About this exercise
The output should be the records themselves, given again exactly.

Working data
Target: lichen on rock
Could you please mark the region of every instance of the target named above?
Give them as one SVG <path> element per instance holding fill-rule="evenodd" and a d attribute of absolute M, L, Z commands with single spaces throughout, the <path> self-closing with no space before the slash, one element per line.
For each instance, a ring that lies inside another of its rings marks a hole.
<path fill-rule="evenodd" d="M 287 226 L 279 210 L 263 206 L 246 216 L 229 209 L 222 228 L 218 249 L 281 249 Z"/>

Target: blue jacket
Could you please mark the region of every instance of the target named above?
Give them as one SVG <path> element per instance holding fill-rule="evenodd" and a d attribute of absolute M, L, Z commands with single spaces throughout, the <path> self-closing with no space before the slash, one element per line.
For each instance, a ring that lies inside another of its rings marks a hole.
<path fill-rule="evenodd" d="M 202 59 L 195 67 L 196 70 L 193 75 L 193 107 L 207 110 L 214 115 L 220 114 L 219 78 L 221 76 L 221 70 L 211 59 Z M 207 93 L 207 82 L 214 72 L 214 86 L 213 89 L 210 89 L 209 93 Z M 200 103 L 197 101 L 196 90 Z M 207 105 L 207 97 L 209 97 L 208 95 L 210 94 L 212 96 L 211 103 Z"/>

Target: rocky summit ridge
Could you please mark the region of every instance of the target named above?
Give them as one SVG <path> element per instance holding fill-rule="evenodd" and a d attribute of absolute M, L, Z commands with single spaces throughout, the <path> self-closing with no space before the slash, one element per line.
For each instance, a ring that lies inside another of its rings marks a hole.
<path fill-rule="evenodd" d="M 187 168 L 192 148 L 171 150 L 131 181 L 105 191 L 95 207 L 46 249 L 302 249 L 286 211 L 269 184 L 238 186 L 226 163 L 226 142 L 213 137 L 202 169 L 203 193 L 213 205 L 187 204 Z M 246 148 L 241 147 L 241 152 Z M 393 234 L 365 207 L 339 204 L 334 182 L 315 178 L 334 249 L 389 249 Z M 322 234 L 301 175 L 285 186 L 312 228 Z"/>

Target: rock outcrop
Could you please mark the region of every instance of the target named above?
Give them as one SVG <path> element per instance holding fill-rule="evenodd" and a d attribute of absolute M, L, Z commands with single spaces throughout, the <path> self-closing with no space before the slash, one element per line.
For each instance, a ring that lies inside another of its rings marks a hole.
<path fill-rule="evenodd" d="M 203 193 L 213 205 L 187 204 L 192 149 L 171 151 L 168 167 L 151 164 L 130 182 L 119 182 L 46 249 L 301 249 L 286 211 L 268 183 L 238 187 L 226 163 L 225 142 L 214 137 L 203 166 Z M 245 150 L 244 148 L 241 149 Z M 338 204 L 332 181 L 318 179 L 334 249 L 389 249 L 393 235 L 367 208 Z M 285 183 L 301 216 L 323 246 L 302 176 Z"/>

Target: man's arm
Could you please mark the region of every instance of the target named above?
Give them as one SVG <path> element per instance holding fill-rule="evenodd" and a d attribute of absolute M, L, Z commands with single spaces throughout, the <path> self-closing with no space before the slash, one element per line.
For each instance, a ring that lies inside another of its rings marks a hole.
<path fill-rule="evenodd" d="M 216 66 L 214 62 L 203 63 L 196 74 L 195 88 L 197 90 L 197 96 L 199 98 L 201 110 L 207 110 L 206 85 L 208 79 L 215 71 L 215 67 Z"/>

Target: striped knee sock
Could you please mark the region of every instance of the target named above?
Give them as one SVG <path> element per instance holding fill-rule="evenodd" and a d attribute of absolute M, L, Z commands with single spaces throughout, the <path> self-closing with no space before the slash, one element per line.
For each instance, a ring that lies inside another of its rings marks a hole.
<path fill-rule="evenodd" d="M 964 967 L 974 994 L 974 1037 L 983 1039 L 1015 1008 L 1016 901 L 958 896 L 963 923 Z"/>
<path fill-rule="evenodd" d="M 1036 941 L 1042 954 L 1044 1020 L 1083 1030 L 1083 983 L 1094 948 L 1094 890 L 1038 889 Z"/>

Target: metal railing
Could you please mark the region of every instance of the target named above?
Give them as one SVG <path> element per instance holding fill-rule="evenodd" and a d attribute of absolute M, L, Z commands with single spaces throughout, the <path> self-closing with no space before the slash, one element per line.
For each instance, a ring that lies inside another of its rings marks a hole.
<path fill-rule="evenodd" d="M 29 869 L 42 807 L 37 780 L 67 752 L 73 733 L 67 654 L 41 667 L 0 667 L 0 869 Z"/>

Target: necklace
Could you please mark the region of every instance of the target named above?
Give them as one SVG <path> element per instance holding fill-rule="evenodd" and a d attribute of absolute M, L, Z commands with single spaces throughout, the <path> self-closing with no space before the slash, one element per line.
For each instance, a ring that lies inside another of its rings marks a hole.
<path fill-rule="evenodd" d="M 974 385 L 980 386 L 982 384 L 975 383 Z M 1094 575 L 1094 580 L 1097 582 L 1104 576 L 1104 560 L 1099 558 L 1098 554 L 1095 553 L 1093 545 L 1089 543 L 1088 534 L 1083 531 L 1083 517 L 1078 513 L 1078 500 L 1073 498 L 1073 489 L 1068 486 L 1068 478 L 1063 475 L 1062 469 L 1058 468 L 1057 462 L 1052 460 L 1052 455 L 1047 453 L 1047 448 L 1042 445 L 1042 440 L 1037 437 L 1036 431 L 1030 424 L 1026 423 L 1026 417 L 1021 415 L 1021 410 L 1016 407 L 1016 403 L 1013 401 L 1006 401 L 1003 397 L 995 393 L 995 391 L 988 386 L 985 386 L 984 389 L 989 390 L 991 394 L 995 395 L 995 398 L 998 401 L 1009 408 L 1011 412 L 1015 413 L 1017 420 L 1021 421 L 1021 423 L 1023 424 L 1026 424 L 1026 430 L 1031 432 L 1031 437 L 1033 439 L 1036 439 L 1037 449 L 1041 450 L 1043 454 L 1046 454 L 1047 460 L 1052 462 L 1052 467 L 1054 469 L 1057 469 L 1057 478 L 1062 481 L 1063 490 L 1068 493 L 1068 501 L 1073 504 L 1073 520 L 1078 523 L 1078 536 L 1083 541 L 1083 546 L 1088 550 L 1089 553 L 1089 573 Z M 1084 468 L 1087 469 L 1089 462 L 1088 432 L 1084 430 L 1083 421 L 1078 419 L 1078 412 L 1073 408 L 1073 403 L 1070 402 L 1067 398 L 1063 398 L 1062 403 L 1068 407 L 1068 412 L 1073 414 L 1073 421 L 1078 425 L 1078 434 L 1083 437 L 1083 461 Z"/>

Output of the exercise
Target: lichen on rock
Could you please mark the region of every instance of the target named above?
Give them as one SVG <path> element per instance holding fill-rule="evenodd" and a d attribute of absolute M, L, Z commands with single spaces throughout, the <path> self-closing with no space before the slash, one element per line.
For each instance, a ring that lies inside another of its rings marks a hole.
<path fill-rule="evenodd" d="M 287 226 L 279 210 L 263 206 L 246 216 L 229 209 L 222 228 L 218 249 L 281 249 Z"/>

Target: blue jacket
Could you please mark the region of every instance of the target named above?
Give them as one SVG <path> element per instance holding fill-rule="evenodd" and a d attribute of absolute M, L, Z commands with single spaces throughout, the <path> self-closing with no space before the slash, one element per line.
For each instance, a ring that lies inside another of its rings marks a hole.
<path fill-rule="evenodd" d="M 202 59 L 195 67 L 196 70 L 193 75 L 193 107 L 207 110 L 214 115 L 220 114 L 219 78 L 221 76 L 221 70 L 211 59 Z M 207 93 L 207 82 L 214 72 L 214 86 L 213 89 L 210 89 L 209 93 Z M 200 103 L 197 101 L 196 90 Z M 207 105 L 207 97 L 209 97 L 208 95 L 210 94 L 212 96 L 211 103 Z"/>

Target: rocky summit ridge
Could you please mark the region of every instance of the target named above?
Give them as one SVG <path> element per instance holding fill-rule="evenodd" and a d attribute of absolute M, L, Z commands with single spaces throughout, the <path> self-closing with no space before the slash, one element per line.
For each instance, a ring that lies inside another of its rings marks a hole.
<path fill-rule="evenodd" d="M 187 168 L 192 148 L 171 150 L 131 181 L 105 191 L 95 207 L 46 249 L 302 249 L 286 211 L 269 184 L 238 186 L 226 163 L 226 142 L 213 137 L 202 169 L 203 193 L 213 205 L 187 204 Z M 246 148 L 241 147 L 241 152 Z M 393 234 L 365 207 L 339 204 L 334 182 L 315 178 L 334 249 L 389 249 Z M 322 234 L 301 175 L 285 186 L 312 228 Z"/>

Target: rock outcrop
Could you please mark the region of every instance of the target named above?
Give them as one SVG <path> element per instance holding fill-rule="evenodd" and a d attribute of absolute M, L, Z commands with single spaces throughout, the <path> self-closing with no space before the slash, one element per line.
For each instance, a ring that lies inside another of its rings marks a hole.
<path fill-rule="evenodd" d="M 203 193 L 213 205 L 187 204 L 192 149 L 171 151 L 168 167 L 151 164 L 130 182 L 119 182 L 46 249 L 301 249 L 286 211 L 268 183 L 238 187 L 226 163 L 225 142 L 214 137 L 203 166 Z M 245 150 L 244 148 L 241 149 Z M 338 204 L 332 181 L 318 179 L 334 249 L 389 249 L 393 235 L 367 208 Z M 285 183 L 301 216 L 323 246 L 302 176 Z"/>

Target: man's arm
Could you please mark the region of every instance of the target named above?
Give them as one SVG <path> element per instance holding fill-rule="evenodd" and a d attribute of absolute M, L, Z commands with single spaces throughout, the <path> self-closing with no space before the slash, one element per line.
For each instance, a ring that lies inside another of its rings marks a hole.
<path fill-rule="evenodd" d="M 216 66 L 214 62 L 203 63 L 196 74 L 195 88 L 197 90 L 197 96 L 199 98 L 201 110 L 207 110 L 206 85 L 208 79 L 215 71 L 215 67 Z"/>

Target: striped knee sock
Could you please mark the region of every instance of the target named above?
Give them as one SVG <path> element per instance holding fill-rule="evenodd" and a d attribute of absolute M, L, Z commands with single spaces throughout, the <path> self-closing with no space before the slash, one element per line.
For each instance, a ring that lies inside another of its rings marks a hole.
<path fill-rule="evenodd" d="M 964 967 L 974 994 L 974 1037 L 983 1039 L 1015 1008 L 1016 901 L 958 896 L 963 923 Z"/>
<path fill-rule="evenodd" d="M 1036 941 L 1042 954 L 1044 1020 L 1083 1030 L 1083 983 L 1094 948 L 1094 890 L 1038 889 Z"/>

Target: metal railing
Could you please mark the region of every instance of the target named above?
Give them as one SVG <path> element per instance holding fill-rule="evenodd" and a d attribute of absolute M, L, Z commands with single spaces throughout, the <path> self-closing with no space before the slash, one element per line.
For each instance, a ring that lies inside another of its rings marks a hole.
<path fill-rule="evenodd" d="M 29 869 L 42 807 L 37 780 L 67 752 L 73 733 L 67 654 L 41 667 L 0 667 L 0 869 Z"/>

Target: necklace
Could you please mark the region of every instance of the target named above?
Give them as one SVG <path> element per instance holding fill-rule="evenodd" and a d attribute of absolute M, L, Z commands with single spaces throughout, the <path> self-closing with no space before the slash, one element per line.
For each instance, a ring that lies inside another of its rings marks a hole.
<path fill-rule="evenodd" d="M 974 385 L 980 386 L 982 384 L 975 383 Z M 1094 575 L 1094 580 L 1097 582 L 1104 576 L 1104 560 L 1099 558 L 1098 554 L 1095 553 L 1093 545 L 1089 543 L 1088 534 L 1083 531 L 1083 517 L 1078 513 L 1078 500 L 1073 498 L 1073 489 L 1068 486 L 1068 478 L 1063 475 L 1062 469 L 1058 468 L 1057 462 L 1052 460 L 1052 455 L 1047 453 L 1047 448 L 1042 445 L 1042 440 L 1037 437 L 1036 431 L 1030 424 L 1026 423 L 1026 417 L 1021 415 L 1021 410 L 1016 407 L 1016 403 L 1013 401 L 1006 401 L 1003 397 L 995 393 L 995 391 L 988 386 L 985 386 L 984 389 L 989 390 L 991 394 L 995 395 L 995 398 L 998 401 L 1009 408 L 1011 412 L 1015 413 L 1017 420 L 1021 421 L 1021 423 L 1023 424 L 1026 424 L 1026 430 L 1031 432 L 1031 437 L 1033 439 L 1036 439 L 1037 449 L 1041 450 L 1043 454 L 1046 454 L 1047 460 L 1052 462 L 1052 467 L 1054 469 L 1057 469 L 1057 478 L 1062 481 L 1063 490 L 1068 493 L 1068 501 L 1073 504 L 1073 520 L 1078 523 L 1078 536 L 1083 541 L 1083 546 L 1088 550 L 1089 553 L 1089 573 Z M 1084 468 L 1087 469 L 1089 462 L 1088 432 L 1084 430 L 1083 421 L 1078 419 L 1078 412 L 1073 408 L 1073 403 L 1070 402 L 1067 398 L 1063 398 L 1062 403 L 1068 407 L 1068 412 L 1073 414 L 1073 421 L 1078 425 L 1078 434 L 1083 437 L 1083 461 Z"/>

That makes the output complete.